▸ Dataset:
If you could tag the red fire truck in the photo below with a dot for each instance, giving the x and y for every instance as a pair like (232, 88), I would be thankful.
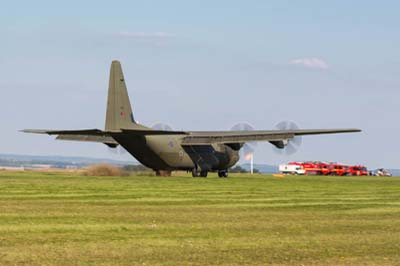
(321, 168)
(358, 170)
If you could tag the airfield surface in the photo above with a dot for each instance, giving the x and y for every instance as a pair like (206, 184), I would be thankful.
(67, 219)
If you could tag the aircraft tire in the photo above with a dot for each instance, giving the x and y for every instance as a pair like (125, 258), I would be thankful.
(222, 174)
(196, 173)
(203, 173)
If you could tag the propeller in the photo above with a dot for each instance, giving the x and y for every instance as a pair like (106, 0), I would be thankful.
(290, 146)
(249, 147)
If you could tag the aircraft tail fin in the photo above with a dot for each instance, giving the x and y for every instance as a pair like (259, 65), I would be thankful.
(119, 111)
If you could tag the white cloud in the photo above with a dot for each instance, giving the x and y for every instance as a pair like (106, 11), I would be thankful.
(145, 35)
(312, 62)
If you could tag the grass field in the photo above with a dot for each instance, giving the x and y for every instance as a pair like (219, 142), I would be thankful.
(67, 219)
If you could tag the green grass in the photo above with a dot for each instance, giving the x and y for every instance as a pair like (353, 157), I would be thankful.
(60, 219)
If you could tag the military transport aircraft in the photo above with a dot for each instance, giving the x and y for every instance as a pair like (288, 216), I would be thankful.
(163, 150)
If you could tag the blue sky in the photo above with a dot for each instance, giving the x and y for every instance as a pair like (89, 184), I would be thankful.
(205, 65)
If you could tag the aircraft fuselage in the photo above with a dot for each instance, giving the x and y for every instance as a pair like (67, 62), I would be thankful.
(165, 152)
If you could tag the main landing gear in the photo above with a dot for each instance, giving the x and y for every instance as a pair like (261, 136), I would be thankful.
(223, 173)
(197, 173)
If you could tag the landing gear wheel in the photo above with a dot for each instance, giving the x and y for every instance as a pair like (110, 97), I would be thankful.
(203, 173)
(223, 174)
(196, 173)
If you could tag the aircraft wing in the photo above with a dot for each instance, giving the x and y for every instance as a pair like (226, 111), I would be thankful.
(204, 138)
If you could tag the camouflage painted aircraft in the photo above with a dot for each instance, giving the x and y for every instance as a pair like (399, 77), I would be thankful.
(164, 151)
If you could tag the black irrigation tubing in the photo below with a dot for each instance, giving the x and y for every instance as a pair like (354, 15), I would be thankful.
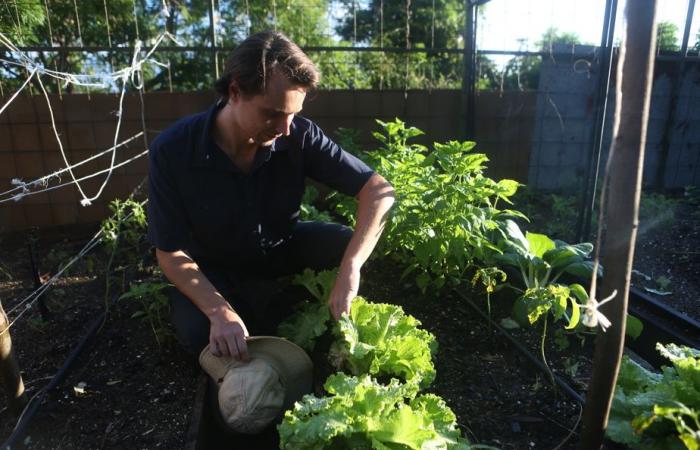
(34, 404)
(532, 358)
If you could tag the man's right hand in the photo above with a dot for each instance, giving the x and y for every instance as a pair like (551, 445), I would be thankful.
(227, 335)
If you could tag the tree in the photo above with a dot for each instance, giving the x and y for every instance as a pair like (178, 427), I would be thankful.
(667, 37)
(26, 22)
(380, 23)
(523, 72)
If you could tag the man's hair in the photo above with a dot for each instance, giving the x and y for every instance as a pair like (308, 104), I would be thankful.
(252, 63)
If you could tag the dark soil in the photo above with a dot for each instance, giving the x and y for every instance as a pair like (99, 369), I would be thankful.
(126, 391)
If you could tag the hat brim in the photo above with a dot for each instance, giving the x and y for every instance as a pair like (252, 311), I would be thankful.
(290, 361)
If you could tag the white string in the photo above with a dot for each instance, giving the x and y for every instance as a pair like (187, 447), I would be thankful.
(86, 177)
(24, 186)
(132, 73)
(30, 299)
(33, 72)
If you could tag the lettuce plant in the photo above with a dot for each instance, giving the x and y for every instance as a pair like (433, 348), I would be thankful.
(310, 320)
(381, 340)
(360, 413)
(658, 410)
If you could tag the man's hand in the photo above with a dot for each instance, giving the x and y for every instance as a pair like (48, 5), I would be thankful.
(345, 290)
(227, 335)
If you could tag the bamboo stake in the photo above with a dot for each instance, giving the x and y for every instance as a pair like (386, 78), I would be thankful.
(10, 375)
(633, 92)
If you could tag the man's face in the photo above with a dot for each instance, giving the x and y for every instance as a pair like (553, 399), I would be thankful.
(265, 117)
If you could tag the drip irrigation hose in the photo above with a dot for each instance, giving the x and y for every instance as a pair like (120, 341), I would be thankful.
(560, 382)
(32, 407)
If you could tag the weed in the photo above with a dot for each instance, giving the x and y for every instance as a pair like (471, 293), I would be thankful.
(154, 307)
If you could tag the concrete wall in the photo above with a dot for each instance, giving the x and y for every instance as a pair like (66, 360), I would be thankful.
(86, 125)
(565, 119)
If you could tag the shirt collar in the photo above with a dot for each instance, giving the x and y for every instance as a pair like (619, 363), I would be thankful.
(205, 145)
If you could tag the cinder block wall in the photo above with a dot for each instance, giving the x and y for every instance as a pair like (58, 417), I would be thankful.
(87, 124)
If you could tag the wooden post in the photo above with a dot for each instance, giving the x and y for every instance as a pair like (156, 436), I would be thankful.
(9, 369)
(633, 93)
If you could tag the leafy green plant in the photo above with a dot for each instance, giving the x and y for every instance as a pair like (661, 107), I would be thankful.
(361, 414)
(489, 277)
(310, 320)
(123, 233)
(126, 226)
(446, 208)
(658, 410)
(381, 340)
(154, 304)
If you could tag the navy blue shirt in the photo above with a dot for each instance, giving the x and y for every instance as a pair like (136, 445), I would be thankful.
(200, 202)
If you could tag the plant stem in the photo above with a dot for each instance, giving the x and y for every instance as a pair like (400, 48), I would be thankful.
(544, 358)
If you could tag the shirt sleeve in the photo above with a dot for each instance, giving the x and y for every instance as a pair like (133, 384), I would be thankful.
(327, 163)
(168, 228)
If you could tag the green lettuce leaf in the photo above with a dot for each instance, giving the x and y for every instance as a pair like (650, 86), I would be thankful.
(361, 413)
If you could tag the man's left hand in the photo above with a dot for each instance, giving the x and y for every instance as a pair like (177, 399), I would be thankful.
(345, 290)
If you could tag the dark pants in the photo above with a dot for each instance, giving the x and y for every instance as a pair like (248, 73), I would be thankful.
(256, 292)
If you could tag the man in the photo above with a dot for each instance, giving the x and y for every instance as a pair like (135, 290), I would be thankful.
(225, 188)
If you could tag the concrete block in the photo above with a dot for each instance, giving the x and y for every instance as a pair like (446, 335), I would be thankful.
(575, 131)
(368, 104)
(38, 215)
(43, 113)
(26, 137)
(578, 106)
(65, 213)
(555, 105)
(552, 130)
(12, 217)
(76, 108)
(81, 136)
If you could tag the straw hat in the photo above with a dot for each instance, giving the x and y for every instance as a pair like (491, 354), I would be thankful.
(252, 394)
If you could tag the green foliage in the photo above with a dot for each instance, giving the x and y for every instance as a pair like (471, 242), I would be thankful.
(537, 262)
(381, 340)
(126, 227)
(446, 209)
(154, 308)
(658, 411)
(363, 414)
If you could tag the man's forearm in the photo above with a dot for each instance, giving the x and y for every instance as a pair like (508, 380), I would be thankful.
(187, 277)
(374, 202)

* * *

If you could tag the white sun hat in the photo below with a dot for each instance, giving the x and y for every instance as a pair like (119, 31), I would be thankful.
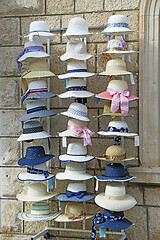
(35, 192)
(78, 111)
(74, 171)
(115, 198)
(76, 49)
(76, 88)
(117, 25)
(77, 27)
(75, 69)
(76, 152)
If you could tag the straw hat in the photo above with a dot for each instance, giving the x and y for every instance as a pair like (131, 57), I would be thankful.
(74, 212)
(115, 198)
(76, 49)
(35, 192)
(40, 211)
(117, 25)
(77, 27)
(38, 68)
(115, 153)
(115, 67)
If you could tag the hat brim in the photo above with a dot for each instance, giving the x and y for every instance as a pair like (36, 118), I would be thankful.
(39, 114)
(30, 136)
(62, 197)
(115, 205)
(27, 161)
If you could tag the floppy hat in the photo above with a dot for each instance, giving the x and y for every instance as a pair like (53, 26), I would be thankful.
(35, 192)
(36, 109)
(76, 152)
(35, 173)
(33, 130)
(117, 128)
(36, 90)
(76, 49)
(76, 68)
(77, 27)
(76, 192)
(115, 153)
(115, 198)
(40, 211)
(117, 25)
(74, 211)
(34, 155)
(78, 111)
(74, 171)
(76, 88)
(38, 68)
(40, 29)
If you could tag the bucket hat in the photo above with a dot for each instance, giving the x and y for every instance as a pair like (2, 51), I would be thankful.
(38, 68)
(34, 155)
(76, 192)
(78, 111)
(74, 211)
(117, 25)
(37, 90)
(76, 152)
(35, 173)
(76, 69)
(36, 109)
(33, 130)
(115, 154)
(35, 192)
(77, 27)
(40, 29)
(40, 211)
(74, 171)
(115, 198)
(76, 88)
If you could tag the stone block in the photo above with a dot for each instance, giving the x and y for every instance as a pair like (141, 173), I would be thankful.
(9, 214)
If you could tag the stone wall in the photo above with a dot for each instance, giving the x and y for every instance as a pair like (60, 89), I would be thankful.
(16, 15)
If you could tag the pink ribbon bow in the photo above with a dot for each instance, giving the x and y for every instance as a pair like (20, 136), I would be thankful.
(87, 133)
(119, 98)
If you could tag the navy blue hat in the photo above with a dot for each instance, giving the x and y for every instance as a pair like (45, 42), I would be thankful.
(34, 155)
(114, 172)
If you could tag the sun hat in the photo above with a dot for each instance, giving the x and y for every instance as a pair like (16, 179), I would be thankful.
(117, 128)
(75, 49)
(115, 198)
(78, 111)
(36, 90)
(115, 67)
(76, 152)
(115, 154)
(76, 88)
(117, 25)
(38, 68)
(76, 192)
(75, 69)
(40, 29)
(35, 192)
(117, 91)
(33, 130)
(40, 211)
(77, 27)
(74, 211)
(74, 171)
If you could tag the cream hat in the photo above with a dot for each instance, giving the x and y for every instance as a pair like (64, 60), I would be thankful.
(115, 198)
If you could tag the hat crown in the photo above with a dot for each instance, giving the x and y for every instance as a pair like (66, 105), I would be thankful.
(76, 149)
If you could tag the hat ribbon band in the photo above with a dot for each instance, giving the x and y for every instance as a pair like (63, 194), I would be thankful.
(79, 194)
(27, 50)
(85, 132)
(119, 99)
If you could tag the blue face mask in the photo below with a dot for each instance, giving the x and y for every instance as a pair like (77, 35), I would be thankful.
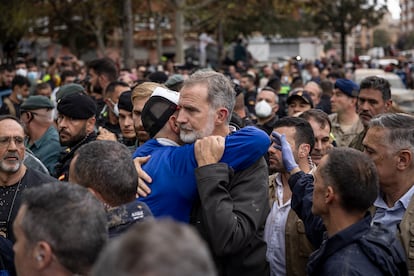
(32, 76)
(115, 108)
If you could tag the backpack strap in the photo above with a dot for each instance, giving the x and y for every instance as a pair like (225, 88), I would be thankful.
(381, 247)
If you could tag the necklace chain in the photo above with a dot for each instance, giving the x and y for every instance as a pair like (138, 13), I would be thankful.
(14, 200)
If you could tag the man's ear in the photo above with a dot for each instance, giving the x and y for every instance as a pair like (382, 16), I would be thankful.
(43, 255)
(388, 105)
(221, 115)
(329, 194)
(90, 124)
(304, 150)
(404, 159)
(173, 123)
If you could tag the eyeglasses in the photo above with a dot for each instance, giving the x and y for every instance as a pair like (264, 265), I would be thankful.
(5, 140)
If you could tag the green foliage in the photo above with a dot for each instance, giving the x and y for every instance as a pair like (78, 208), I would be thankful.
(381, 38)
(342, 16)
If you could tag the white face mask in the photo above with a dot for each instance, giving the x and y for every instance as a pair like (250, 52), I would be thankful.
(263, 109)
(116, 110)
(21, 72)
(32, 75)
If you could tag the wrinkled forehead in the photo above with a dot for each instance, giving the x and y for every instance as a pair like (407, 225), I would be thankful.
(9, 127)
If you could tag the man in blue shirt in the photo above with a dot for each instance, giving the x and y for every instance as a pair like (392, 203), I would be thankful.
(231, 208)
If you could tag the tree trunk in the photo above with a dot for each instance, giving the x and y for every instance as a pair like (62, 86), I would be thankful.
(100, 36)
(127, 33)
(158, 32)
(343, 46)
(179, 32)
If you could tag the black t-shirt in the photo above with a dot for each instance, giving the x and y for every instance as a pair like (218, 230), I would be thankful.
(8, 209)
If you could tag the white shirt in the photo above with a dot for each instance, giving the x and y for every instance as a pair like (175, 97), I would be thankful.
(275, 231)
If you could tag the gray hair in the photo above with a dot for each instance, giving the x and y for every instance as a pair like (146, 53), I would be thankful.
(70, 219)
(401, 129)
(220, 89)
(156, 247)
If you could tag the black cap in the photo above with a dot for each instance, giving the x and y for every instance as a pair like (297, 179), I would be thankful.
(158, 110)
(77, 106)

▸ What is asked: Work out how many lines in the items include the string "block", treating uppercase and lowercase as different. Reply with the number alone.

▸ Task result: 3